*Activity*:
Please translate this sentence from the passage on two football hoaxes into Spanish: "Unlike Te’o, Broussard didn’t want to share his story with us."

His answers were vague. But we pushed him into telling us things that just weren’t true.
As the football fairy tale of Notre Dame linebacker Manti Te’o and the “death” of his nonexistent girlfriend began to unspool, I was, um, reminded by readers last week of the column I wrote about Broussard after the 1989 Apple Cup.
I was assigned the Cougars’ locker room after the Apple Cup. I interviewed Broussard, his coaches and teammates, then wrote about his difficult day.
A few hours later, I took a red eye across country for a Sunday Seahawks game. When I got to my hotel in the Meadowlands, the red message light on my phone was blinking. My sports editor’s voice told me that Broussard’s sister was alive and well.
There are a few similarities and a lot of differences between the two hoaxes.
Unlike Te’o, Broussard didn’t want to share his story with us. Whatever was happening to him, he believed, was personal. He asked for privacy that we (I) didn’t allow him.
This wasn’t some well-conceived hoax. There was nothing malicious about Broussard’s story. He wasn’t a victim in the way, it appears, Te’o was.
He would later tell us that a close friend, but not his biological sister, had died before the game. His mourning was real. His story wasn’t. Even though he didn’t want me to write it, I believed the story was too good to ignore.
There’s nothing ugly about the unraveling of Broussard’s narrative. In the confusion and emotion of that day, he got trapped inside his own story and, rather than admit the truth, he tried to say as little as possible, hoping it would go away.
The fact his story was told was our fault, not his.
The Te’o hoax, however, is ugly on so many levels. He is the victim of the lies authored by Ronaiah Tuiasosopo, but he and his university, Notre Dame, also are complicit in the hoax.
The great Notre Dame information machine didn’t come forward with the truth even after it discovered the hoax on Dec. 26. And Te’o talked about the hard-to-comprehend love of his fake girlfriend Lennay Kekua at the Heisman Trophy presentation even though by then he knew he had been duped.
We still don’t know the whole truth. But Notre Dame loved this story. After all, this is the school of The Gipper. What a great theme this was for Notre Dame in this season when it returned to glory. You talk about waking up the echoes. The Fighting Irish became the faking Irish.
Too bad the university couldn’t have been as compassionate addressing the death of student Declan Sullivan, who was killed when the hydraulic scissor lift he was using to film the team’s practice collapsed in heavy winds in 2010.
And it’s a shame Notre Dame couldn’t have shown more sympathy a few years ago for Lizzy Seeberg after she committed suicide following a report she filed that said she was assaulted by a Notre Dame football player.
Te’o told his story over and over again. Notre Dame let him. But Broussard just wanted to be left alone.
For years, I thought Broussard owed me an apology. But now all these years later, I think I just might have to tell him I’m sorry for telling a story he absolutely didn’t want told.

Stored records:
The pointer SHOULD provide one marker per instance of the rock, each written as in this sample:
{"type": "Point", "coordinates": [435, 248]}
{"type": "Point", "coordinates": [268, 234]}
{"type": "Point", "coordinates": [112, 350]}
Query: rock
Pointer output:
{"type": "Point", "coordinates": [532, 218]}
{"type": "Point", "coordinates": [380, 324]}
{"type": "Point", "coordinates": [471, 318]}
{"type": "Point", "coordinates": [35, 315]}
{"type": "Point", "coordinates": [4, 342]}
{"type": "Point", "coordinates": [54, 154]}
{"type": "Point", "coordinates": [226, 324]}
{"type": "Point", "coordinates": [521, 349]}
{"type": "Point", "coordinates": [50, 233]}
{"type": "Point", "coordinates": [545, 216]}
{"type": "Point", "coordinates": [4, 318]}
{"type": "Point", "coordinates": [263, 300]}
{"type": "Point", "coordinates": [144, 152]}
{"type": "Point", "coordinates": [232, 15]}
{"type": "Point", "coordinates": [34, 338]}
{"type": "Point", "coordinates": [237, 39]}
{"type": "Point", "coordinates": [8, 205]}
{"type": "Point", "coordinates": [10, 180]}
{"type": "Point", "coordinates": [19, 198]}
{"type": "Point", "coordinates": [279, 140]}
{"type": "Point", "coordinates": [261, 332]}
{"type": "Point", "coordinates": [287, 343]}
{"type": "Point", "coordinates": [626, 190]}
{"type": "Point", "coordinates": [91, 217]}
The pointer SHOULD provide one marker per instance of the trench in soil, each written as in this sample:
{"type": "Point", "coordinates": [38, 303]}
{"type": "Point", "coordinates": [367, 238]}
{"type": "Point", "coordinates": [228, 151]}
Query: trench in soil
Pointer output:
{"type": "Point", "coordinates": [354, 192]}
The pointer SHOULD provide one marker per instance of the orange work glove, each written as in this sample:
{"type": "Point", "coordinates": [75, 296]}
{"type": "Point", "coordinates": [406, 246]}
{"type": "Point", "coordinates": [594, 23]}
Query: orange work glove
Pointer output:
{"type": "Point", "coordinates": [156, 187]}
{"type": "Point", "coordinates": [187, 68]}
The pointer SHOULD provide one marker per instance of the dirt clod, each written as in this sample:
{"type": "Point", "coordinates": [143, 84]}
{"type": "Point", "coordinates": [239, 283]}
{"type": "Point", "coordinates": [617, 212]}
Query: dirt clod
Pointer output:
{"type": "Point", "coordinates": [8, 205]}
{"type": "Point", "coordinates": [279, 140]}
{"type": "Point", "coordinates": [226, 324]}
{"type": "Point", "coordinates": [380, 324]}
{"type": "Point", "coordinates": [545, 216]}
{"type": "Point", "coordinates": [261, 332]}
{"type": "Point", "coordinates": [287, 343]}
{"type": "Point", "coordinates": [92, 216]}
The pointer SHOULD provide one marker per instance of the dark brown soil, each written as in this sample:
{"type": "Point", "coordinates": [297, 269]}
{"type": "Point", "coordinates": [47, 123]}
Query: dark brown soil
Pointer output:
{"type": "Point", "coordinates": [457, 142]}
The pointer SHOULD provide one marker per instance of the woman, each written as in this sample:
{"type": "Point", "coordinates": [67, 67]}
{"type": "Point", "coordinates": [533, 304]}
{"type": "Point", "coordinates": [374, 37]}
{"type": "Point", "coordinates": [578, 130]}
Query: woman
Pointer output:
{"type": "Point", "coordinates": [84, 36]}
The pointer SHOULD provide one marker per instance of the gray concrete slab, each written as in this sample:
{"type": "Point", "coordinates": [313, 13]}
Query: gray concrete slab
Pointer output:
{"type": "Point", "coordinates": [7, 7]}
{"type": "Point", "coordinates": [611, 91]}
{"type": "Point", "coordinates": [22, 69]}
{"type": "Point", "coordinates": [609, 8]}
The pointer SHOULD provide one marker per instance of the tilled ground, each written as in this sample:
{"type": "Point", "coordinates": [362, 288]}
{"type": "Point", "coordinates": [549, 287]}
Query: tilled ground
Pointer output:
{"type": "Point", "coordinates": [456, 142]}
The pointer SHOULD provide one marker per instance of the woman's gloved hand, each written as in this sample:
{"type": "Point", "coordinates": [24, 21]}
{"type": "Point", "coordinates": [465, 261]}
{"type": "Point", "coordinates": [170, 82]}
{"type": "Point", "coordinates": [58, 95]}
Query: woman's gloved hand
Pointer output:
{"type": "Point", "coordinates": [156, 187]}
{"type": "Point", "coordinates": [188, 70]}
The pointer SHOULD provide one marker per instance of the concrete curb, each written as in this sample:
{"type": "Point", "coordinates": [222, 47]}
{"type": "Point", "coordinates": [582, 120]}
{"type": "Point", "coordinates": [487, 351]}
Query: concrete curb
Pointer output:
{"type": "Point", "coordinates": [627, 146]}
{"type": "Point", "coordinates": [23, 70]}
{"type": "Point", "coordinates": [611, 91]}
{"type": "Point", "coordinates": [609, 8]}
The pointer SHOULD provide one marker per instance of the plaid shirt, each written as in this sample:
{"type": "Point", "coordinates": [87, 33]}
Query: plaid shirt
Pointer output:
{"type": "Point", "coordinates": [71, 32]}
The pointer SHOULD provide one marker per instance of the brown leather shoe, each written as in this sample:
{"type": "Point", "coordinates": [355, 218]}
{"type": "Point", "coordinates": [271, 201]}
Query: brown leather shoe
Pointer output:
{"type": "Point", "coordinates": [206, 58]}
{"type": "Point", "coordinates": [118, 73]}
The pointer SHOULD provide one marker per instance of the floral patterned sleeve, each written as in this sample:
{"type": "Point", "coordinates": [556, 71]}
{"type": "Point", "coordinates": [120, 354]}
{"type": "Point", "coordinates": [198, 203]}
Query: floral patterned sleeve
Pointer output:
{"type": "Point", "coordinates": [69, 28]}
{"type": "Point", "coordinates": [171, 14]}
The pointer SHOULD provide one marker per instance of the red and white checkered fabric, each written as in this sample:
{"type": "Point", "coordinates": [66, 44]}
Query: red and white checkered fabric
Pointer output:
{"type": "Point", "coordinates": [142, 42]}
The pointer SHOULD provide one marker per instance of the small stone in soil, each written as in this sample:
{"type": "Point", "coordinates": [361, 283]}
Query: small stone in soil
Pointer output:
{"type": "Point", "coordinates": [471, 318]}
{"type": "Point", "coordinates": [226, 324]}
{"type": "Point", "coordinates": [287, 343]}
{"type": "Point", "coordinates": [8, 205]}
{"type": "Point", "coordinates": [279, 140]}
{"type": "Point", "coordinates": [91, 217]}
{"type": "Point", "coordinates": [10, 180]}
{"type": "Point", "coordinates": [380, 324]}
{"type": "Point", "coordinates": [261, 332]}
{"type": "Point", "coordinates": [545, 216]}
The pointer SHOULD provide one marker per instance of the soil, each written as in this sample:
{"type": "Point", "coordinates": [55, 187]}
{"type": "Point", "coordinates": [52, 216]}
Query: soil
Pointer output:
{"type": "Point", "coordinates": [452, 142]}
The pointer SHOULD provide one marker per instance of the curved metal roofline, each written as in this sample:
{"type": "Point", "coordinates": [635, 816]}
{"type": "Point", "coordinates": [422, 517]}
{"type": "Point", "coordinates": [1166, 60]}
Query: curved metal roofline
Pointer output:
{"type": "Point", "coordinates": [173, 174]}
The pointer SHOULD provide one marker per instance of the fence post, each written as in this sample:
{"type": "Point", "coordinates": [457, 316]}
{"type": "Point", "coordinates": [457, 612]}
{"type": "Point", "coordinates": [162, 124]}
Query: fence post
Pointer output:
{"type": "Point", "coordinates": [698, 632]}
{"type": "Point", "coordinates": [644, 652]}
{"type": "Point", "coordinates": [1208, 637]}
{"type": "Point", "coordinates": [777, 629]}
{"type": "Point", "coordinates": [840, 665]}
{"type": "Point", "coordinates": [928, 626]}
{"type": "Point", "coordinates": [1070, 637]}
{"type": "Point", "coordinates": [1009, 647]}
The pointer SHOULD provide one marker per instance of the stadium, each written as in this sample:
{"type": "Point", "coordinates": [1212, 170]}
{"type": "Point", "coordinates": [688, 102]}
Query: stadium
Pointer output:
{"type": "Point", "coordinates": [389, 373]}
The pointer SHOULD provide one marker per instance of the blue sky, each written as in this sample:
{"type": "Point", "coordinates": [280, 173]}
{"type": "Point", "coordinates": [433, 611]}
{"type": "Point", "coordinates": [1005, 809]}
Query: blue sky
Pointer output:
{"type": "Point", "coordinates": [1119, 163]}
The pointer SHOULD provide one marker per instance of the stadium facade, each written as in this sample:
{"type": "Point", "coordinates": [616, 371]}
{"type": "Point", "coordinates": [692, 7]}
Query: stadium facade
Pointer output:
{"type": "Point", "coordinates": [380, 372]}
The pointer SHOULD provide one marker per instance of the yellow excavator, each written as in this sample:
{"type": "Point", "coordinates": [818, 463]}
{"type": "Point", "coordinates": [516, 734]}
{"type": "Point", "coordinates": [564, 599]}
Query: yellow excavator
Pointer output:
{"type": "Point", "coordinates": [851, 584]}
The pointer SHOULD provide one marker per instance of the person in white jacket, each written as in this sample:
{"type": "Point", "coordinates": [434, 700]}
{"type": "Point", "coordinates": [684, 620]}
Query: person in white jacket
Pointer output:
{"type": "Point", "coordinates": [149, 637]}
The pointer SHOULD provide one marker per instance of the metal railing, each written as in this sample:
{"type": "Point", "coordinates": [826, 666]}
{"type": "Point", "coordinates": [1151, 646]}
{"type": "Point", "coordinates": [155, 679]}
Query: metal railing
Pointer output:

*Expected answer*:
A diferencia de Te’o, Broussard no quería compartir su historia con nosotros.